## Consegna
Per favore, riscrivi le righe dei record qui sotto sostituendo "red sedan" con "black sedan" e lasciando invariato tutto il resto. Parti dall'inizio dei record e fermati dopo la riga che contiene "[71,117,555,346]".

──────── Dati forniti ────────

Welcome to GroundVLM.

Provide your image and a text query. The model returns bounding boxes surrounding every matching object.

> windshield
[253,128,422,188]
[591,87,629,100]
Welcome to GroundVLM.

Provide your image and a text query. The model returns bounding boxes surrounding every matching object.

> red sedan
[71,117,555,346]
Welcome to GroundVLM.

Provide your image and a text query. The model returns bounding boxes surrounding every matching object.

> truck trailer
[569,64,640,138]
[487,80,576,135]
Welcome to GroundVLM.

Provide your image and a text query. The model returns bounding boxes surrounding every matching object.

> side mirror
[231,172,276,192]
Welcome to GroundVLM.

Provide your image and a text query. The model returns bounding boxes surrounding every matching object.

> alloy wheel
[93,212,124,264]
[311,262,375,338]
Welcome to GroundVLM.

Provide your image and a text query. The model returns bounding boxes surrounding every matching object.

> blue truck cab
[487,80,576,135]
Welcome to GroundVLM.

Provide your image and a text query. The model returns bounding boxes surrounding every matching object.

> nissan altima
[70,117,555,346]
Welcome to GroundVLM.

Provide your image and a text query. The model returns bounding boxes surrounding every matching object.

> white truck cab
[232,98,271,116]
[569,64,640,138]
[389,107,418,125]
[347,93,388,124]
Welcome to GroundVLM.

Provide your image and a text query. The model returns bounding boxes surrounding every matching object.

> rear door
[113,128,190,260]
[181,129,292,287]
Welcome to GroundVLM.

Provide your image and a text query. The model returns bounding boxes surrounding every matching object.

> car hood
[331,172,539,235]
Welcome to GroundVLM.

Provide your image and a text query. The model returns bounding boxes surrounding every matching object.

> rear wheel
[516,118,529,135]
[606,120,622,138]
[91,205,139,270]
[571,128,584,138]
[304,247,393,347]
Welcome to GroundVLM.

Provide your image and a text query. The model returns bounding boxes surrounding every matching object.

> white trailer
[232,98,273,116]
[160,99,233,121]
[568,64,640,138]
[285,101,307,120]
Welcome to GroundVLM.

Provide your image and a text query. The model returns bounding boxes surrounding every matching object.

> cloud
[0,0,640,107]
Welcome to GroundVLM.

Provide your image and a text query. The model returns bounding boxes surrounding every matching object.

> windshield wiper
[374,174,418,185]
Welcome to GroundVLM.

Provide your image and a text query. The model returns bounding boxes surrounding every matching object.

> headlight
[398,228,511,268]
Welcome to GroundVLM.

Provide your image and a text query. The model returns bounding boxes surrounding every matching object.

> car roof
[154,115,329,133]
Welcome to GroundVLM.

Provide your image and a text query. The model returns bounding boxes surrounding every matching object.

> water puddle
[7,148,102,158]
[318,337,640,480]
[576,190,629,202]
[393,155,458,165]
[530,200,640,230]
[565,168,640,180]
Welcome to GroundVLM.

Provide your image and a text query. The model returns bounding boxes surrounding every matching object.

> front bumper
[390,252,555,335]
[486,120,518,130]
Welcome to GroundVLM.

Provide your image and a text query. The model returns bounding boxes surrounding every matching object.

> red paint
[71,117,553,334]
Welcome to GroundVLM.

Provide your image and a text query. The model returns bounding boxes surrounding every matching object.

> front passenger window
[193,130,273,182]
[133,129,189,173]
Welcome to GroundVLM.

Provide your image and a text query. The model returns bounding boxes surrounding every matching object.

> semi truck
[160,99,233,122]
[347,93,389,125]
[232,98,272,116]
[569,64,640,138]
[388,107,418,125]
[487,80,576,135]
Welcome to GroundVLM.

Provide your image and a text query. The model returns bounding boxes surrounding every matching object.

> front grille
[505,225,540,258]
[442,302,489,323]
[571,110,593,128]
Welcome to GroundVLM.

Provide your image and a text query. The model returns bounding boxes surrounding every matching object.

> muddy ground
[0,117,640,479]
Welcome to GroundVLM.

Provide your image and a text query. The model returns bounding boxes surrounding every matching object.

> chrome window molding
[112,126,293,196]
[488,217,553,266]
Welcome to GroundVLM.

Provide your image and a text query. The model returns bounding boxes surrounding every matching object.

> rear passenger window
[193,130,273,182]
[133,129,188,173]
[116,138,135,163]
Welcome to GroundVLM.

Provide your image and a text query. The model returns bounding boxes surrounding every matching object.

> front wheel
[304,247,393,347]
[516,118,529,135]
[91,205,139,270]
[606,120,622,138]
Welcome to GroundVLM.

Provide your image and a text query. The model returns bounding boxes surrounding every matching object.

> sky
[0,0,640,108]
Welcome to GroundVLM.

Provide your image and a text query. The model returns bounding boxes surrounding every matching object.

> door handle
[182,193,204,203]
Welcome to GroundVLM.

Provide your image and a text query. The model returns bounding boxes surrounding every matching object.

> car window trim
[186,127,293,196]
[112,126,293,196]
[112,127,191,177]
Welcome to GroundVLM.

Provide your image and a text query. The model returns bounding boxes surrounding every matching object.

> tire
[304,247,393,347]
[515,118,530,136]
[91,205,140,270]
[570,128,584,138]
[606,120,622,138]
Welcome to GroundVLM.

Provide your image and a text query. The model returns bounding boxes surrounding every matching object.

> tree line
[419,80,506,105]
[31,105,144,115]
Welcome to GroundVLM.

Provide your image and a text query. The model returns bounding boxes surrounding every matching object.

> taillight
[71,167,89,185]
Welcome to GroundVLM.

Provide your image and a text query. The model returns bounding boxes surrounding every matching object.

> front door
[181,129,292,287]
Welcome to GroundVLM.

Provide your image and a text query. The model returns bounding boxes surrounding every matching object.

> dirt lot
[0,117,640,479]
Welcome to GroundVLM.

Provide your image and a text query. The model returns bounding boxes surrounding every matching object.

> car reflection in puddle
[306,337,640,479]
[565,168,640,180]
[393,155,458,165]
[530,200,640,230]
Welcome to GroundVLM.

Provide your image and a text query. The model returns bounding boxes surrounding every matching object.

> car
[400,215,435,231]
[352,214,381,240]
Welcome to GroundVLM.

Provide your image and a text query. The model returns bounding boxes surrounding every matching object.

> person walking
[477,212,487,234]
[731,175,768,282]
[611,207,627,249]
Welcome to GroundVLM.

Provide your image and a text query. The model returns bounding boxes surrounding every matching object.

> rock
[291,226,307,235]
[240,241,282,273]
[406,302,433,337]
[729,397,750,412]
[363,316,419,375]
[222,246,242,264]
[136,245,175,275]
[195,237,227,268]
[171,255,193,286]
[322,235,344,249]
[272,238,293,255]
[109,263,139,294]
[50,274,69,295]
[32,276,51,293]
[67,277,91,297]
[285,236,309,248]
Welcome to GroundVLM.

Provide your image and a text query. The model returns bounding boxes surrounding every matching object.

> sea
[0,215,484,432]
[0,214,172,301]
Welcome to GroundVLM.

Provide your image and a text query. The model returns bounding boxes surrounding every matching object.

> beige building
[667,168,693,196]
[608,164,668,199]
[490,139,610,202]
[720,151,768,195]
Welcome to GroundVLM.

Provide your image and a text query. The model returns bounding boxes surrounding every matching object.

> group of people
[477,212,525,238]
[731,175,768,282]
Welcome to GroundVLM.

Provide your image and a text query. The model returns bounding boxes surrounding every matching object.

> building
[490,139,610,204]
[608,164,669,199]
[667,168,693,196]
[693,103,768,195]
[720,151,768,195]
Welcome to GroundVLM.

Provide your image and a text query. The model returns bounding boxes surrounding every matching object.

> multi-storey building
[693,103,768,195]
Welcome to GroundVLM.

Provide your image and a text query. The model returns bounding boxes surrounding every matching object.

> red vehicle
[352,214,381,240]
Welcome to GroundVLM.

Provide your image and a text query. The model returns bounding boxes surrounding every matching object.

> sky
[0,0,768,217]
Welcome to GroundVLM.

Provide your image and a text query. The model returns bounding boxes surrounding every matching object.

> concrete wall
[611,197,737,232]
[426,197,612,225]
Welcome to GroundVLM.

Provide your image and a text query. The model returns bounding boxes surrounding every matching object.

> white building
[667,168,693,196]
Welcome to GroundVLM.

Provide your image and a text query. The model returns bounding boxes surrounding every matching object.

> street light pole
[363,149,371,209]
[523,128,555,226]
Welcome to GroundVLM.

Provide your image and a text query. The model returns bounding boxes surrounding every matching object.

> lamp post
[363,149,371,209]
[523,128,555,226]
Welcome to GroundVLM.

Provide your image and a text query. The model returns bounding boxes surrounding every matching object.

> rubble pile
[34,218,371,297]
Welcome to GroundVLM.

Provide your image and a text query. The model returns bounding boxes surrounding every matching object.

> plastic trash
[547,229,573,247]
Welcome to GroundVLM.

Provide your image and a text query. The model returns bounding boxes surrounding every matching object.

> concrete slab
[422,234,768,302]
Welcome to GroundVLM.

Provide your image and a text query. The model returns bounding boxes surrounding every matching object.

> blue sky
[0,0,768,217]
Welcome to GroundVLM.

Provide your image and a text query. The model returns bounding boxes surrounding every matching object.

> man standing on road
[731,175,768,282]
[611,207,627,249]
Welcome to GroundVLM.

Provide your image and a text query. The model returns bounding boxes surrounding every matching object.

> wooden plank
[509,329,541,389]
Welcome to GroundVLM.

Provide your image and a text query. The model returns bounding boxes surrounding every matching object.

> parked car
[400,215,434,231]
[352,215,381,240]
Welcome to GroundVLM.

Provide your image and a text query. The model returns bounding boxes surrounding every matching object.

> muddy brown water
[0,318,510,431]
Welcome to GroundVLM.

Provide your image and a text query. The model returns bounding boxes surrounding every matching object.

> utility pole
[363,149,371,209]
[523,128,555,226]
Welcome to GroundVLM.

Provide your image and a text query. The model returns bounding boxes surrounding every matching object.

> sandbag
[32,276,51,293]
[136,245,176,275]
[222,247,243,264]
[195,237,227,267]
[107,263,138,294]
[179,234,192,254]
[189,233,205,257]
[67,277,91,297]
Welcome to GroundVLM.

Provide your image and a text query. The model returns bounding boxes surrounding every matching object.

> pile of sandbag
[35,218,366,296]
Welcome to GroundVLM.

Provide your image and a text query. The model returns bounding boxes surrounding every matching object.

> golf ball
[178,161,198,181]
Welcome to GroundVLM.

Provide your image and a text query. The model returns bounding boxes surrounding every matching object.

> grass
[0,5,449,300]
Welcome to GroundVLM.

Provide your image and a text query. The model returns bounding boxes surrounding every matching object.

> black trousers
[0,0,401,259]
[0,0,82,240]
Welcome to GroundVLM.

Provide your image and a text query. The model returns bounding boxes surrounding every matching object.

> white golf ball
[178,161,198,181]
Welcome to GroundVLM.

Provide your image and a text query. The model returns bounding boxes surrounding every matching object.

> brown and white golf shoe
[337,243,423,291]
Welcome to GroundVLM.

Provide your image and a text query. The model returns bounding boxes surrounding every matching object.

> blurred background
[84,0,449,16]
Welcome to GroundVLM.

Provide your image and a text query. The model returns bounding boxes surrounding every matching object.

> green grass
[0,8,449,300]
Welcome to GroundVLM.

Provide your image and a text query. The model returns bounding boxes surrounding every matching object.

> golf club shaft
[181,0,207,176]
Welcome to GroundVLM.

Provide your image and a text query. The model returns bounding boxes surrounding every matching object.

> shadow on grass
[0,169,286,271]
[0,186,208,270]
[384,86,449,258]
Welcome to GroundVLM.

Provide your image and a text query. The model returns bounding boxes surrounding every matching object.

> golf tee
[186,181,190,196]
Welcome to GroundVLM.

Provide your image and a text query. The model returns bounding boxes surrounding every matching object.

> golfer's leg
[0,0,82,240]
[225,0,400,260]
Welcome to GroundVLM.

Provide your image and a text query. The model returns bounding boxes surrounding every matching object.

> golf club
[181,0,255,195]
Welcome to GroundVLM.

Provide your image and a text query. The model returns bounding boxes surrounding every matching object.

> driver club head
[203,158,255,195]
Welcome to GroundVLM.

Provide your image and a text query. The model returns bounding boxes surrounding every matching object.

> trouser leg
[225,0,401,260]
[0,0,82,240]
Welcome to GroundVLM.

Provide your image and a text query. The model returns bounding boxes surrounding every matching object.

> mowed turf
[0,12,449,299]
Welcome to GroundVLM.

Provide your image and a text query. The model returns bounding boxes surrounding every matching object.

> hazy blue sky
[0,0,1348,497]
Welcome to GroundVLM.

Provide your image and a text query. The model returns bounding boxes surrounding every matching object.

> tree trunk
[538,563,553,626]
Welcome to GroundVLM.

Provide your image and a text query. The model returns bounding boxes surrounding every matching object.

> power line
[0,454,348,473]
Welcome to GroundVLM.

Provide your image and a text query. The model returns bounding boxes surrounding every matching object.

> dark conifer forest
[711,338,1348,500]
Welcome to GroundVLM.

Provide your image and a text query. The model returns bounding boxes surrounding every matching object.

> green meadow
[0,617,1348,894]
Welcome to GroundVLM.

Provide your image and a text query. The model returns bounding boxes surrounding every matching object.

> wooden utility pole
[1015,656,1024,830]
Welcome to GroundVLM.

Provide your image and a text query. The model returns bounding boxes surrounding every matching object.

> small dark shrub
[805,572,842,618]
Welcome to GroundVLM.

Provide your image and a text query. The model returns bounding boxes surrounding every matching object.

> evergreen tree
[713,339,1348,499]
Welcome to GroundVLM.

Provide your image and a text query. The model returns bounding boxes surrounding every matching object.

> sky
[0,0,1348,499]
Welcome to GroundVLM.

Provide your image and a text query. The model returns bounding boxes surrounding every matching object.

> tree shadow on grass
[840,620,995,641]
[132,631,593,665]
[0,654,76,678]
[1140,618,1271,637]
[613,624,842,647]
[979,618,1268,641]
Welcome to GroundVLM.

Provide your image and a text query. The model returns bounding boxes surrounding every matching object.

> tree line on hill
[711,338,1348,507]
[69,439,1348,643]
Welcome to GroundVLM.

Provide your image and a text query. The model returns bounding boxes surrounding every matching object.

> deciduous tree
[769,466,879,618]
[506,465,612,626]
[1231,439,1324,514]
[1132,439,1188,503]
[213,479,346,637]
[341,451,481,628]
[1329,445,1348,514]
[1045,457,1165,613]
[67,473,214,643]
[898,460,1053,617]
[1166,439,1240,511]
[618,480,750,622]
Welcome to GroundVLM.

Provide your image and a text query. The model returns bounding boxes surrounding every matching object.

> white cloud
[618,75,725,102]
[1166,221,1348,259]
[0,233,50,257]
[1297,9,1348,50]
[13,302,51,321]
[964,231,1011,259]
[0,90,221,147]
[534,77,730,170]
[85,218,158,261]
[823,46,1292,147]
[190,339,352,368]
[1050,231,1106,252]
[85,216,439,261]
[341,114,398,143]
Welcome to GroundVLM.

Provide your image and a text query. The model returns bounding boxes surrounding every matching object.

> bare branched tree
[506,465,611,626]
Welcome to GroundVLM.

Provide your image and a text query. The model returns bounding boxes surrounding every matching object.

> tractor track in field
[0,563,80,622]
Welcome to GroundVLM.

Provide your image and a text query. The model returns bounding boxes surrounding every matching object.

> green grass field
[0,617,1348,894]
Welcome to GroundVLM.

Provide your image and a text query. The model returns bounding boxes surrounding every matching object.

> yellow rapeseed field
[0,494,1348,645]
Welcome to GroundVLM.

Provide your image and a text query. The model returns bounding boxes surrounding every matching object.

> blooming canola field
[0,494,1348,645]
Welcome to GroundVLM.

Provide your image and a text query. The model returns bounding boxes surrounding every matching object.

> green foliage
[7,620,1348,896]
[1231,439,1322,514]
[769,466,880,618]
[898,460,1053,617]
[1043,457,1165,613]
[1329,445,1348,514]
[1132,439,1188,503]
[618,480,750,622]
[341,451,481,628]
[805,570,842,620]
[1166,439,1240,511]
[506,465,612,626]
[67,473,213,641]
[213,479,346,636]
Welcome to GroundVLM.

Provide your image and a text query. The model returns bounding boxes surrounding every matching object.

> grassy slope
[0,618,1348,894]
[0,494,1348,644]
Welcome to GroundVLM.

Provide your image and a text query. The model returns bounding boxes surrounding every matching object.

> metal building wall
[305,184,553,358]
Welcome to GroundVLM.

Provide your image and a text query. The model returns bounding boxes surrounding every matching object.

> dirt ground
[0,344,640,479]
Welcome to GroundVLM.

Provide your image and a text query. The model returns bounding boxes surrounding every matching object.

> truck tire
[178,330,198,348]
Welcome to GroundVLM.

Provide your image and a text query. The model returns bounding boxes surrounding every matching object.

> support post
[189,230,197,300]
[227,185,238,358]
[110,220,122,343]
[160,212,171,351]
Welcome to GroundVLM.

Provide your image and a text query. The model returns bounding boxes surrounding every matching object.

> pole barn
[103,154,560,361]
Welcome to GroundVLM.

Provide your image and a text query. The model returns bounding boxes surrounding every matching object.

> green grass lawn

────────

## Svolgimento
Welcome to GroundVLM.

Provide your image and a text query. The model returns bounding boxes surrounding every matching object.

> windshield
[253,128,422,188]
[591,87,629,100]
Welcome to GroundVLM.

Provide your image and a text query. The model returns bounding boxes surrounding every matching object.

> black sedan
[71,117,555,346]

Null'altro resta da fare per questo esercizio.